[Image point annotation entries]
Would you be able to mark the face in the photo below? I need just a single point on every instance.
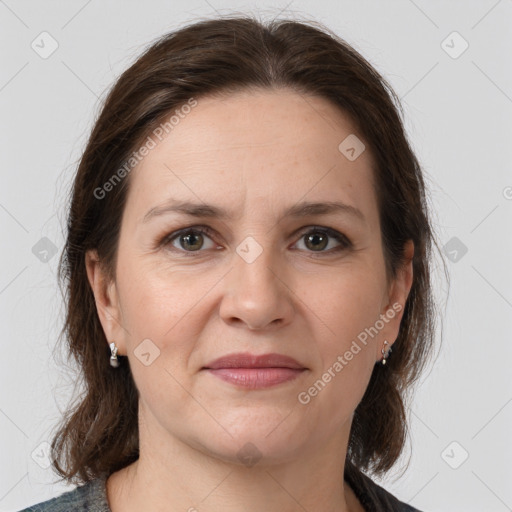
(269, 276)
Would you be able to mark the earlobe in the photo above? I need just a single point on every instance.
(105, 296)
(395, 302)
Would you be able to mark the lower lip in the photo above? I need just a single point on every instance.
(256, 378)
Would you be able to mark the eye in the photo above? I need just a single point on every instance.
(190, 239)
(316, 239)
(193, 239)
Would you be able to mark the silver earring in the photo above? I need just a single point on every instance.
(385, 353)
(113, 355)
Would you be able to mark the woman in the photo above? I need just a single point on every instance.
(248, 278)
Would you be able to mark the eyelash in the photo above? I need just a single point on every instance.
(205, 230)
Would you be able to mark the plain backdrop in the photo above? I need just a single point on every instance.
(449, 62)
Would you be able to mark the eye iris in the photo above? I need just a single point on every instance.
(190, 239)
(315, 239)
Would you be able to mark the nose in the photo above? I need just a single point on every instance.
(257, 294)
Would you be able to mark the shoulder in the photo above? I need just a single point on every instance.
(372, 496)
(88, 497)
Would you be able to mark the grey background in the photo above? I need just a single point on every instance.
(459, 120)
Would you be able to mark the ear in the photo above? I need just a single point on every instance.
(394, 301)
(107, 301)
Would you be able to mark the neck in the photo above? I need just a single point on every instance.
(173, 475)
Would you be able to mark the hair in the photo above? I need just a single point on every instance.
(98, 434)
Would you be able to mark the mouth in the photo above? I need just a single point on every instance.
(255, 372)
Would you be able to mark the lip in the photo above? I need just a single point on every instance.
(247, 360)
(255, 372)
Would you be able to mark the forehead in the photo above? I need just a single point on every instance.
(270, 147)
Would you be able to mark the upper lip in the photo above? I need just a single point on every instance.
(247, 360)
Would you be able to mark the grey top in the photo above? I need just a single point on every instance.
(92, 497)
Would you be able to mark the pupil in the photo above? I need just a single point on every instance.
(189, 238)
(315, 239)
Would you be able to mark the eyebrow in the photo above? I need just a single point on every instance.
(299, 210)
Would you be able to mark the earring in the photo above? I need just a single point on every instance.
(113, 355)
(386, 353)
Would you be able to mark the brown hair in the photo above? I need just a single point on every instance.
(99, 433)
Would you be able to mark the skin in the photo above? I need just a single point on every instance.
(254, 154)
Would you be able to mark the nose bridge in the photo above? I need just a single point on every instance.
(255, 293)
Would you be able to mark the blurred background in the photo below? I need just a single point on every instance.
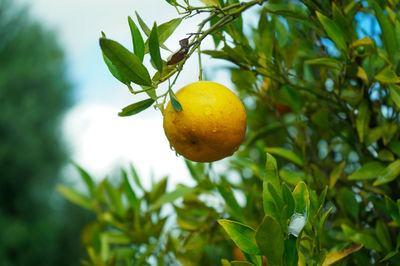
(59, 104)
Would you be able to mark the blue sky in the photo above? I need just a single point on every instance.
(99, 140)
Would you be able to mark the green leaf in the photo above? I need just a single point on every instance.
(232, 205)
(136, 107)
(128, 64)
(387, 75)
(143, 25)
(395, 94)
(288, 200)
(335, 256)
(392, 209)
(154, 48)
(174, 101)
(172, 196)
(388, 34)
(75, 197)
(86, 178)
(115, 199)
(166, 29)
(361, 238)
(388, 256)
(211, 3)
(394, 146)
(242, 235)
(269, 237)
(369, 170)
(390, 173)
(325, 61)
(385, 155)
(291, 177)
(335, 174)
(241, 263)
(114, 71)
(137, 40)
(285, 153)
(348, 202)
(291, 255)
(383, 235)
(164, 32)
(130, 194)
(270, 177)
(302, 204)
(334, 32)
(362, 121)
(225, 262)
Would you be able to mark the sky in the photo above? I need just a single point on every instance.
(97, 138)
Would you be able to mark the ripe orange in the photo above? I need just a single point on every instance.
(212, 124)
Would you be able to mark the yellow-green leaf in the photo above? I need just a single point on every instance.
(390, 173)
(369, 170)
(242, 235)
(285, 153)
(335, 256)
(333, 30)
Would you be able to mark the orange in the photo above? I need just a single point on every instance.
(211, 125)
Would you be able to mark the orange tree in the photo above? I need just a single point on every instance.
(318, 169)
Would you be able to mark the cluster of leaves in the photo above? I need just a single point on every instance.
(322, 94)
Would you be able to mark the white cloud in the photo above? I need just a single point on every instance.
(101, 141)
(98, 138)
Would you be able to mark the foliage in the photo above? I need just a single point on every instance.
(34, 94)
(322, 95)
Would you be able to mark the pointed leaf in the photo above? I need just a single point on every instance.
(348, 202)
(327, 61)
(395, 94)
(154, 48)
(392, 209)
(114, 70)
(285, 153)
(242, 235)
(143, 25)
(136, 107)
(291, 255)
(362, 121)
(302, 204)
(292, 177)
(335, 174)
(232, 205)
(383, 235)
(137, 39)
(270, 177)
(369, 170)
(367, 240)
(336, 256)
(269, 237)
(128, 64)
(211, 3)
(288, 200)
(130, 194)
(390, 173)
(334, 32)
(387, 75)
(172, 196)
(166, 29)
(388, 33)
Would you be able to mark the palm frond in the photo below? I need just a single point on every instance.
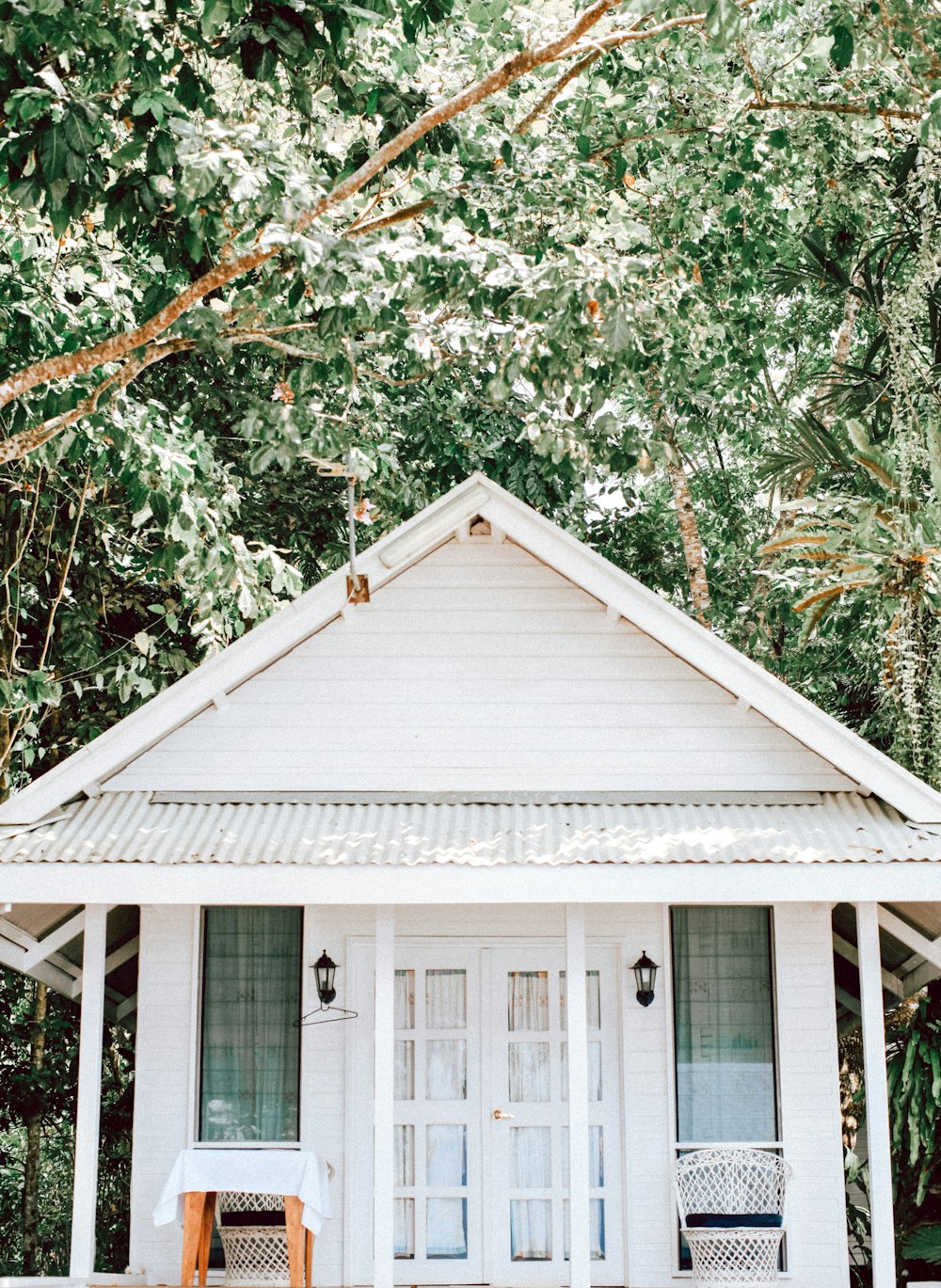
(805, 443)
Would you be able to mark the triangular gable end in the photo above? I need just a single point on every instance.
(481, 671)
(805, 744)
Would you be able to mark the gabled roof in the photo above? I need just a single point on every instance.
(84, 771)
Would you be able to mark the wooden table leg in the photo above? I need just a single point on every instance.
(206, 1235)
(194, 1208)
(295, 1239)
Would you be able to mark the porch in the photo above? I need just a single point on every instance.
(351, 1109)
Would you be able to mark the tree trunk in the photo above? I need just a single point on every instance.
(689, 530)
(34, 1135)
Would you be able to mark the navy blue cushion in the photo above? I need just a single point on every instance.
(728, 1220)
(241, 1218)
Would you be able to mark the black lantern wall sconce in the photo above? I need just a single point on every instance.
(645, 974)
(324, 973)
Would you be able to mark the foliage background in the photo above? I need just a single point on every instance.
(677, 286)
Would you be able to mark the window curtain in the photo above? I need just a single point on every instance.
(725, 1032)
(250, 1040)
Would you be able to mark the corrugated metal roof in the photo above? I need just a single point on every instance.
(126, 827)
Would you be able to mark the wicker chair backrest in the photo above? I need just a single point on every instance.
(731, 1182)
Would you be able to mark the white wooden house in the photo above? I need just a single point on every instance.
(512, 767)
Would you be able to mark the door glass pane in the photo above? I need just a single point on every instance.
(527, 1001)
(529, 1072)
(405, 998)
(596, 1158)
(530, 1154)
(404, 1079)
(404, 1229)
(592, 998)
(446, 1069)
(724, 1023)
(593, 1071)
(530, 1231)
(596, 1234)
(446, 1000)
(404, 1147)
(446, 1232)
(446, 1154)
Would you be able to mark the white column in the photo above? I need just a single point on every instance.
(577, 1011)
(88, 1109)
(878, 1140)
(383, 1057)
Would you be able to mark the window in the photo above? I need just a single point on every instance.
(250, 1040)
(725, 1026)
(725, 1030)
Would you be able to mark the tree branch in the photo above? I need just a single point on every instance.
(551, 94)
(396, 216)
(28, 439)
(67, 365)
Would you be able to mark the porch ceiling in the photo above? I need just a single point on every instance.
(45, 942)
(905, 971)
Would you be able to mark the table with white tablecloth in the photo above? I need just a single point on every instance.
(298, 1175)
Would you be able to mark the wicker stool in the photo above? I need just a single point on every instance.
(255, 1253)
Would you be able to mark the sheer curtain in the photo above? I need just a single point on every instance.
(431, 1019)
(250, 1040)
(725, 1030)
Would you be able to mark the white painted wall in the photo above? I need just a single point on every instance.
(807, 1053)
(480, 669)
(164, 1078)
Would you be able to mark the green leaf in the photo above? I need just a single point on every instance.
(215, 17)
(842, 52)
(724, 22)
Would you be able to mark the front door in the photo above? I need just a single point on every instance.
(527, 1201)
(481, 1117)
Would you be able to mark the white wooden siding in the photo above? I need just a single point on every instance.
(807, 1068)
(480, 669)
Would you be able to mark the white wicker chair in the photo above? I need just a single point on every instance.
(255, 1255)
(726, 1184)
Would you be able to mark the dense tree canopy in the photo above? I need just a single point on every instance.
(669, 275)
(686, 261)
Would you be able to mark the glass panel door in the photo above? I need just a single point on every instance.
(529, 1117)
(436, 1135)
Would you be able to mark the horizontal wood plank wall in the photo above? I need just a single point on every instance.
(163, 1078)
(809, 1095)
(480, 669)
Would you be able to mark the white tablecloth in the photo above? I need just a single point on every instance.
(251, 1171)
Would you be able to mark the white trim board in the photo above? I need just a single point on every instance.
(89, 768)
(454, 883)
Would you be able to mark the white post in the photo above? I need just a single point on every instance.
(88, 1109)
(383, 1112)
(878, 1141)
(577, 1012)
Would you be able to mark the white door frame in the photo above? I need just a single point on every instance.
(358, 1263)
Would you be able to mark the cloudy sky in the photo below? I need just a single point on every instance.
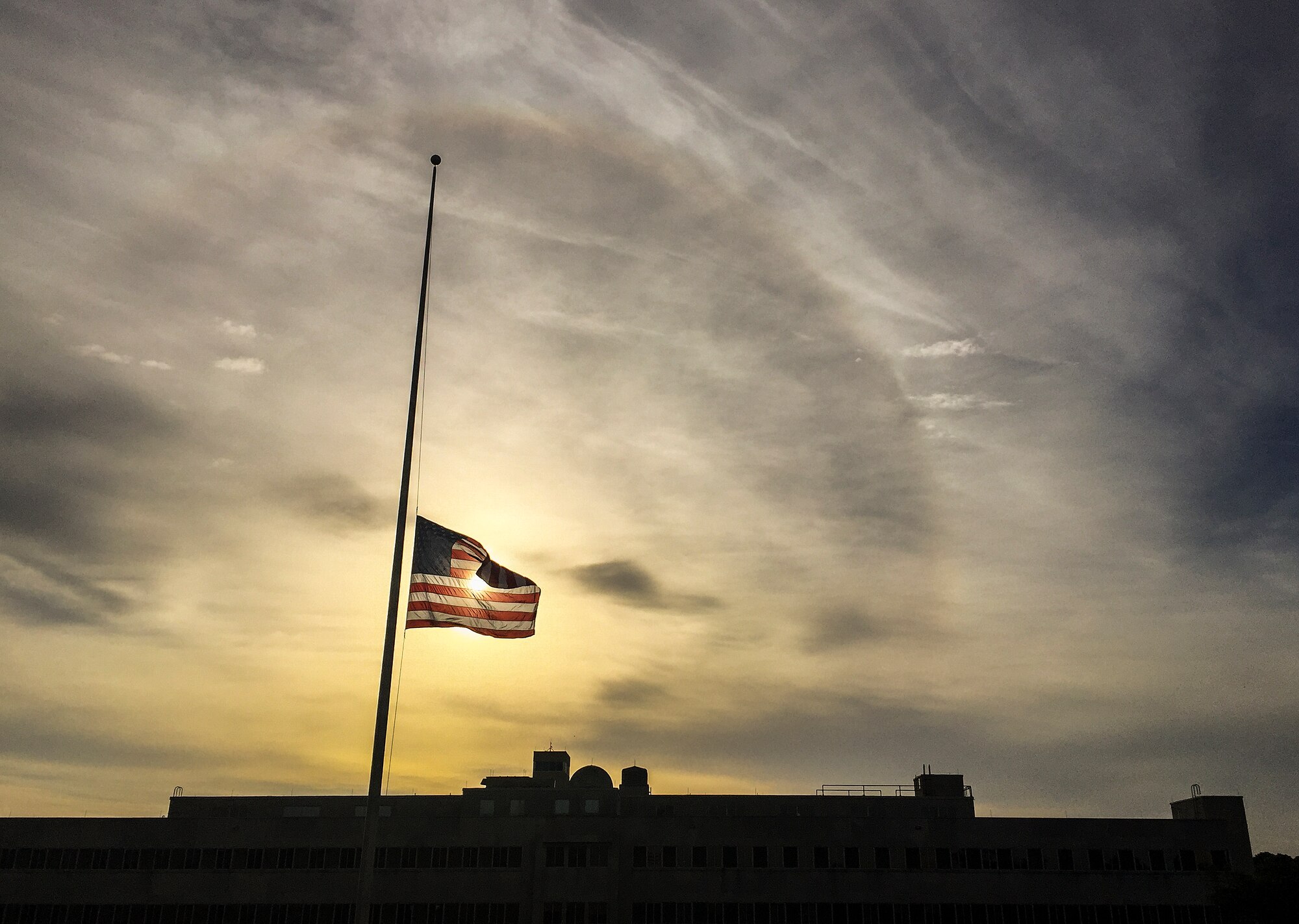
(866, 384)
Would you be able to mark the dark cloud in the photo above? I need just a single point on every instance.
(333, 500)
(86, 462)
(631, 692)
(846, 626)
(631, 583)
(37, 732)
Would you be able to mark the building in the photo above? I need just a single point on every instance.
(555, 848)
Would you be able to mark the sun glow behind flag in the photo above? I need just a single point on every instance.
(454, 582)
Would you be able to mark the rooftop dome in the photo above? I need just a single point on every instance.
(592, 778)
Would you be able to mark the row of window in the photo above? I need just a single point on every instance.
(1094, 860)
(441, 913)
(449, 858)
(758, 857)
(598, 913)
(854, 913)
(488, 808)
(192, 914)
(258, 858)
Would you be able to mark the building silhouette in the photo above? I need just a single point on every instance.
(561, 848)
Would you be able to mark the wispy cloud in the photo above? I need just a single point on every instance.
(236, 330)
(968, 347)
(106, 355)
(245, 365)
(952, 401)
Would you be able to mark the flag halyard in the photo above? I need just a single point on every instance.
(454, 583)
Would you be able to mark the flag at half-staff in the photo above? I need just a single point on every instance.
(454, 582)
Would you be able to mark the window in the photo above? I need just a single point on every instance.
(583, 855)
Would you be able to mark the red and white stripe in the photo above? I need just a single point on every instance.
(448, 601)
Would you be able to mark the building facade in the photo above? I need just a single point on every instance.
(554, 848)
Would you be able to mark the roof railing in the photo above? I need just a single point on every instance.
(875, 790)
(867, 790)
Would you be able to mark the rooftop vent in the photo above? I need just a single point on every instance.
(592, 778)
(636, 782)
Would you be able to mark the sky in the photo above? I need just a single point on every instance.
(867, 384)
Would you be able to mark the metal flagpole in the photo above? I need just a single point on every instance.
(390, 634)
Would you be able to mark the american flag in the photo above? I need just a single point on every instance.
(454, 582)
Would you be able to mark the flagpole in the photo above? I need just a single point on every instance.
(390, 632)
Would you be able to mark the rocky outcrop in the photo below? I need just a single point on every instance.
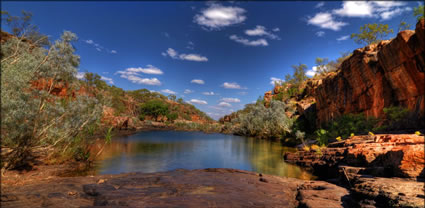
(377, 76)
(399, 155)
(380, 170)
(179, 188)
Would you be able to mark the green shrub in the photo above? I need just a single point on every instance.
(262, 122)
(154, 108)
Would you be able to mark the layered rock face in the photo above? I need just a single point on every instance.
(375, 77)
(381, 170)
(397, 155)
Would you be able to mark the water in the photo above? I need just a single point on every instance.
(157, 151)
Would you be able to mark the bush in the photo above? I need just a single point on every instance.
(154, 108)
(263, 122)
(32, 114)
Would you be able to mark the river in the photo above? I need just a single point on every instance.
(157, 151)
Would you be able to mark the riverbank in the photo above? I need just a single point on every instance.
(385, 170)
(179, 188)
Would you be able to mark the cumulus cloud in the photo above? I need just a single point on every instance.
(197, 81)
(231, 85)
(244, 41)
(188, 57)
(320, 33)
(311, 72)
(345, 37)
(325, 20)
(168, 91)
(231, 100)
(148, 70)
(355, 9)
(261, 31)
(208, 93)
(81, 75)
(224, 104)
(274, 80)
(133, 75)
(378, 9)
(196, 101)
(216, 16)
(98, 47)
(107, 79)
(187, 91)
(320, 4)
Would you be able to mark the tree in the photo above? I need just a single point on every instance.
(418, 12)
(299, 73)
(403, 26)
(172, 97)
(154, 108)
(321, 64)
(371, 33)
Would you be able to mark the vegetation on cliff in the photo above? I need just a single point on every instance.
(43, 104)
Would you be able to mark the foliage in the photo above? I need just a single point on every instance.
(403, 26)
(371, 33)
(418, 12)
(263, 122)
(32, 114)
(154, 108)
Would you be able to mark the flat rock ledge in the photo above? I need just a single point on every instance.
(178, 188)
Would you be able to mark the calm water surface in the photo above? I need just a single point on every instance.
(157, 151)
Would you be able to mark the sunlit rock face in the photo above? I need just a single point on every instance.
(377, 76)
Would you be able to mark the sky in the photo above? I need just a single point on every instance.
(218, 56)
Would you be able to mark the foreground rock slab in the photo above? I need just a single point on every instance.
(179, 188)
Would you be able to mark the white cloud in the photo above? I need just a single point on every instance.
(390, 14)
(224, 104)
(326, 21)
(148, 70)
(320, 33)
(260, 31)
(378, 9)
(345, 37)
(187, 91)
(188, 57)
(197, 81)
(217, 16)
(232, 85)
(259, 42)
(274, 80)
(355, 9)
(320, 4)
(201, 102)
(231, 100)
(80, 75)
(107, 79)
(132, 74)
(168, 91)
(208, 93)
(139, 80)
(312, 71)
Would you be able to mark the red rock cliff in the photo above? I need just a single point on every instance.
(375, 77)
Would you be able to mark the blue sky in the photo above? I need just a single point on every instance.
(219, 56)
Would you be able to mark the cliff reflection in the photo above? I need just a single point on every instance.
(168, 150)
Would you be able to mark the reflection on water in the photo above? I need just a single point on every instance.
(157, 151)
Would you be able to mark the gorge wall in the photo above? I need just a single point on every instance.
(388, 73)
(377, 76)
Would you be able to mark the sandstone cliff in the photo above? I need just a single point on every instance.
(375, 77)
(389, 73)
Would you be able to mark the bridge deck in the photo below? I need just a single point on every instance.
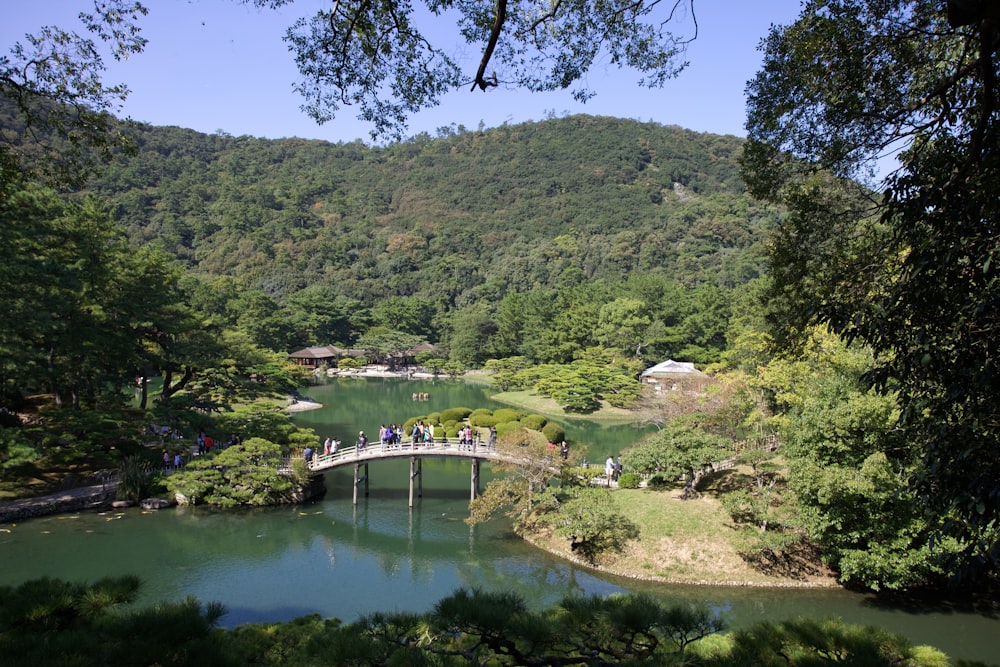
(377, 452)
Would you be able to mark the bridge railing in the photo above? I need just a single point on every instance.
(379, 450)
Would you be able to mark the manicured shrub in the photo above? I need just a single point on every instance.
(629, 480)
(507, 415)
(482, 417)
(658, 482)
(534, 422)
(553, 432)
(507, 428)
(455, 414)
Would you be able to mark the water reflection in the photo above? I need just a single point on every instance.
(340, 560)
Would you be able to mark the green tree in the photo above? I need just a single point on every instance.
(62, 125)
(379, 58)
(920, 288)
(680, 449)
(245, 474)
(622, 325)
(589, 518)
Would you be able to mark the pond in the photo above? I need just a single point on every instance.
(337, 559)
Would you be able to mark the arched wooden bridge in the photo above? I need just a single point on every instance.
(360, 458)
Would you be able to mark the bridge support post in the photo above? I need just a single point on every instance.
(416, 471)
(358, 479)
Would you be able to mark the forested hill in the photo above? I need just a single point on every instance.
(459, 218)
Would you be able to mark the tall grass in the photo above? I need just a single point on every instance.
(134, 479)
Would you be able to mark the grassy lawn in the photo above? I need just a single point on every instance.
(532, 403)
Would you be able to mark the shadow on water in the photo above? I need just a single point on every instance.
(339, 560)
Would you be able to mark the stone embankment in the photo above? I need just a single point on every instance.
(71, 500)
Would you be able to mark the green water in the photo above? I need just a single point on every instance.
(339, 560)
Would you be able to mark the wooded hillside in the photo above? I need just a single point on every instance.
(460, 218)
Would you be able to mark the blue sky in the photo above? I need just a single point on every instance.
(215, 65)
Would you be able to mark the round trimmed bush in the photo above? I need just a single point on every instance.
(629, 480)
(507, 428)
(553, 432)
(534, 422)
(482, 417)
(658, 482)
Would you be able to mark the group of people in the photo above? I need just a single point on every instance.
(420, 433)
(613, 468)
(204, 442)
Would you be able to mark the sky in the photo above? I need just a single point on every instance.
(219, 65)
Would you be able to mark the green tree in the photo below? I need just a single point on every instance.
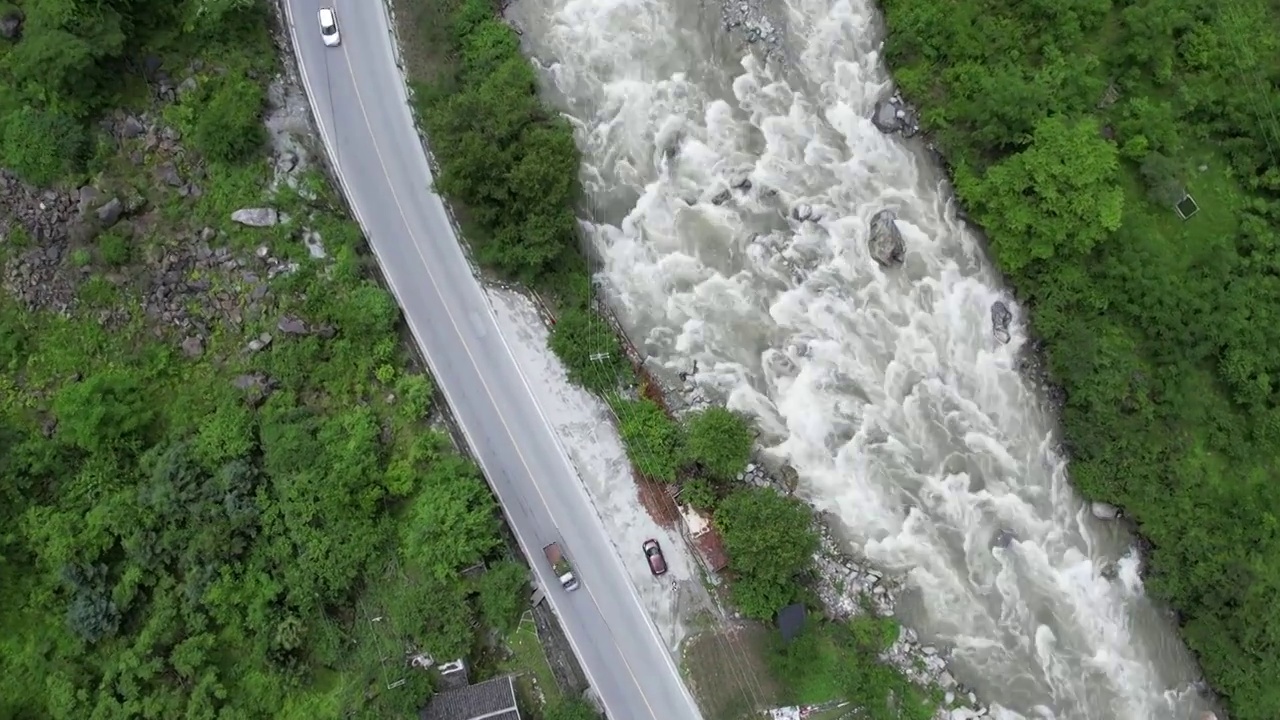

> **What you need to do**: Give the lines above as a JSON list of strings, one string per line and no blank lines. Begin at the line that has "Would you be able to mark the horizontal" and stop after the line that has "(577, 1012)".

> **Answer to this exercise**:
[
  "Would you be able to mark the horizontal wood plank wall in the photo above? I need just a single point on every instance.",
  "(163, 1078)",
  "(809, 1095)",
  "(480, 669)",
  "Would you be able to mark the white tablecloth in the photo above? I need just a single point on every instance.",
  "(251, 1171)",
  "Would you be able to mark the white trim board in the photo above? I need just a single point on every instance.",
  "(89, 768)",
  "(454, 883)",
  "Would you be able to mark the white post in the photo above? I need just a single point on every instance.",
  "(88, 1109)",
  "(383, 1112)",
  "(878, 1141)",
  "(577, 1012)"
]